Exact copies of all the entries are required, and no pictures should appear in them.

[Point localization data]
========

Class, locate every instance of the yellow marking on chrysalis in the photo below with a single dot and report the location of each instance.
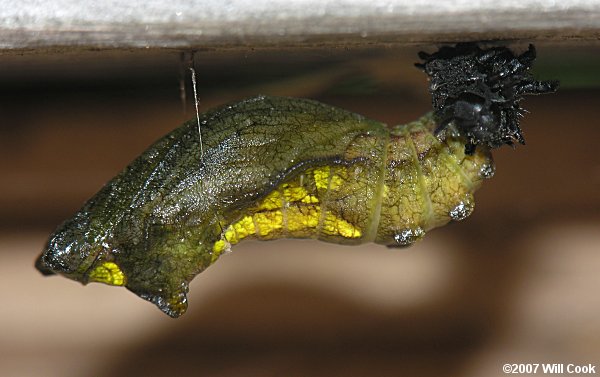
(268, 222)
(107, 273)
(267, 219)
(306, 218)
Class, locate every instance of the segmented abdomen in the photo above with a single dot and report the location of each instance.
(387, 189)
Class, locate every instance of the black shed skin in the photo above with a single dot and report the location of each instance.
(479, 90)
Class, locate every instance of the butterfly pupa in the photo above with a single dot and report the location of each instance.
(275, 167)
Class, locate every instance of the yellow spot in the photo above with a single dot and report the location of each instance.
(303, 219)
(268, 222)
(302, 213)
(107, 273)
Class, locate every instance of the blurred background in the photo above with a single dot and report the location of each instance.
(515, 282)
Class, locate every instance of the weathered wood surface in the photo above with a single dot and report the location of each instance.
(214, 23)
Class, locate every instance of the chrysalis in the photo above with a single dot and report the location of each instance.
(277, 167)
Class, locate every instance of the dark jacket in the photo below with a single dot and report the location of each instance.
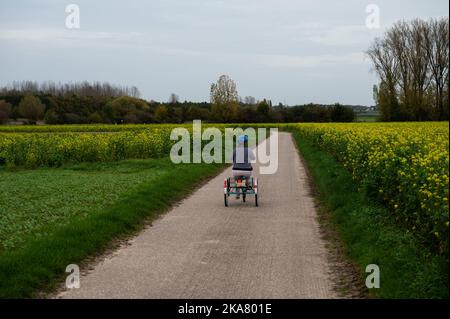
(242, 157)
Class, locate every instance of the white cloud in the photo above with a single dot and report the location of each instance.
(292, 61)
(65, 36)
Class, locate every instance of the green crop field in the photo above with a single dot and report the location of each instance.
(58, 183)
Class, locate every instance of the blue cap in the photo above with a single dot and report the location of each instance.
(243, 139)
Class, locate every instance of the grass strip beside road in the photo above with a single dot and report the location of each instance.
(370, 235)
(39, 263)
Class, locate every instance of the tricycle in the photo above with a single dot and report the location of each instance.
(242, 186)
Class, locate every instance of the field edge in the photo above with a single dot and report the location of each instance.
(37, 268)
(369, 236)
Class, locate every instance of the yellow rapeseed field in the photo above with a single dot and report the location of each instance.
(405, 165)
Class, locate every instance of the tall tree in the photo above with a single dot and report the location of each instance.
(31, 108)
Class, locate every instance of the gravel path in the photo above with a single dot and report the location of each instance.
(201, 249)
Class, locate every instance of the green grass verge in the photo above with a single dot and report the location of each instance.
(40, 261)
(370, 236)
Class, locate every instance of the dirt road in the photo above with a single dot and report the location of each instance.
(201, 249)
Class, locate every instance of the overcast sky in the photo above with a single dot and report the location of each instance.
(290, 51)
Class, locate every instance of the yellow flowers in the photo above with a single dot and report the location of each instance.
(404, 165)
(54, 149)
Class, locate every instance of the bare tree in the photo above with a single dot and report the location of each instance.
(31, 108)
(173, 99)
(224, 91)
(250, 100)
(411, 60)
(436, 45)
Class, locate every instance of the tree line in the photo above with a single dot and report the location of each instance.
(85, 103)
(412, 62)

========

Finished exercise —
Class, locate every instance of the yellow marking on chrysalis in the photo below with a single dot and report the location of each instance.
(268, 222)
(107, 273)
(267, 219)
(306, 218)
Class, locate every instance of the segmented abdomen in the photo above with a single dot and report the location of each instance.
(387, 189)
Class, locate every instance of the black shed skin in the photo above with a single dot and report the location of each instance.
(479, 90)
Class, locate every instance of the butterfly pupa in the photo above with a single dot and report the location of each instance.
(275, 167)
Class, locate every instance of the yellow spot in the photo above with a single dot and report the location of each instance.
(303, 219)
(268, 222)
(302, 213)
(107, 273)
Class, locate every instance of the blurred background in the photo above with a single dot and report the location of each instance.
(515, 282)
Class, locate every instance of the weathered wood surface in the photo above with a single dot and report the location of each instance.
(214, 23)
Class, locate every instance of the chrysalis in the photo above with a single dot and report the location of each instance.
(277, 167)
Class, locate every instance of the dark jacket in the photo below with a single dot and report the location of each instance.
(242, 157)
Class, locate every instance of the white cloud in the photo above with a single dot and report the location of each instance.
(292, 61)
(65, 36)
Class, locate every instance of the green crop field in the photo above with a single dot and report the location of each instance.
(58, 183)
Class, locate every instance of the blue cap in the photo above with a single dot and report the location of each instance.
(243, 139)
Class, locate every instance of the grass strip beside road in the photo above with a single dot and report the location of each instance.
(370, 235)
(39, 263)
Class, locate every instance of the tricycle in the photo above with a single dot and report the location of each instance.
(242, 186)
Class, locate every instance of the field edge in the photo above with a single dot and report the location of each instance.
(37, 268)
(369, 236)
Class, locate every instance of the yellow rapeseed field in the photo above with a single dot and report the location of each instance.
(405, 165)
Class, locate every instance of the tall tree in the photo above with a single dot and report the location of each instance.
(31, 108)
Class, locate every instance of the gravel path in the photo above with a single dot and report the location of each instance.
(201, 249)
Class, locate every instance of the green grass verge in the photo above with a single dot and report the location of each instance.
(40, 261)
(370, 236)
Class, locate every instance of the dirt road in the photo above with a single dot and report the location of each instance.
(201, 249)
Class, locate every instance of the overcast sky in the photo above with a single dot and report the location of each instance.
(290, 51)
Class, locate every instance of the yellow flowers in the photo above with a single dot and report the location of each instance.
(404, 165)
(54, 149)
Class, locate every instance of the bare tree in the photo above with a single dot and report the location of each instance.
(31, 108)
(173, 99)
(224, 91)
(250, 100)
(411, 60)
(436, 45)
Class, locate every instance of the tree line in the photo above with a single dot and report the location of each instance.
(85, 103)
(412, 62)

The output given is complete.